Entries from a labeling collection:
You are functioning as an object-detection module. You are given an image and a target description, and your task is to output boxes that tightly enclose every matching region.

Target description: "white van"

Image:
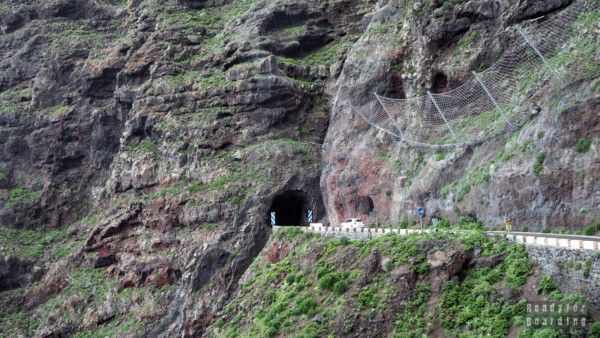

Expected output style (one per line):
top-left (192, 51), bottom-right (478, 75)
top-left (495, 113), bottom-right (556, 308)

top-left (340, 218), bottom-right (365, 229)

§ **TASK INSTRUCTIONS**
Put the entries above into a two-column CSV with the columns "entry_text" and "answer." Each entry gets one row, with its text and its answer each in a single quoted field, line breaks replaced by spaces, and pictures left out.

§ **SOLUTION FOR THIS PROBLEM**
entry_text,answer
"You are functioning as an object-detection module. You are given an image and a target description, and your task is to output boxes that tightly enclose every matching region. Target description: ""white van"" Image: Expected output style (one per line): top-left (192, 51), bottom-right (478, 75) top-left (495, 113), bottom-right (556, 308)","top-left (340, 218), bottom-right (365, 229)"